**Work item**.
Copy each line below that contains "white".

### Data records ###

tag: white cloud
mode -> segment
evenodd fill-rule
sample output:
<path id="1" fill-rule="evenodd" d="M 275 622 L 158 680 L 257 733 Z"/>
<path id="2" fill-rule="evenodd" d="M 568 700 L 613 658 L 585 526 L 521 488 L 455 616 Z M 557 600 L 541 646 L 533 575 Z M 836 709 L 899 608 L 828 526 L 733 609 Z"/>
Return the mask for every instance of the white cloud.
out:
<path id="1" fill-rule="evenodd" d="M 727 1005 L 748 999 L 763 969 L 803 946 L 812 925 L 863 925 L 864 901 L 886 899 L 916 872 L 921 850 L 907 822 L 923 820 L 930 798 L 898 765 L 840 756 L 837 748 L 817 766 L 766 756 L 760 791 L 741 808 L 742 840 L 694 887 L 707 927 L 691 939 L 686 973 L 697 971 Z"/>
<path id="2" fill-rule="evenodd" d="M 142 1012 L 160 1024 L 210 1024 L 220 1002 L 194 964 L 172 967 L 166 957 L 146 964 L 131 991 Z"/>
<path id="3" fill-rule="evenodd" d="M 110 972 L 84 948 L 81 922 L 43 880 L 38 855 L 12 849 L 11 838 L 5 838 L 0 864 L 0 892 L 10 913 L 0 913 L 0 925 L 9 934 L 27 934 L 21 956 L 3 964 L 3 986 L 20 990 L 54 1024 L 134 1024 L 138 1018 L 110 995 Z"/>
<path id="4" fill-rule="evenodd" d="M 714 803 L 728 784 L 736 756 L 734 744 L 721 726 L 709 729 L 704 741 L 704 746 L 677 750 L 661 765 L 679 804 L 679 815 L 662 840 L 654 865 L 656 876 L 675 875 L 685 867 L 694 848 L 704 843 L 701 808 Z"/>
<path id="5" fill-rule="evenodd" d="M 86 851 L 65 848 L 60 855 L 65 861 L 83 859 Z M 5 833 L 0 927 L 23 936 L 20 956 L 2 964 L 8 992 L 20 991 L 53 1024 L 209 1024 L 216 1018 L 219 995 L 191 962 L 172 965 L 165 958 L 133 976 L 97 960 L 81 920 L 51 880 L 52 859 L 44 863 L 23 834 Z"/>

###

**Response area**.
tag: white cloud
Return the mask for every instance of the white cloud.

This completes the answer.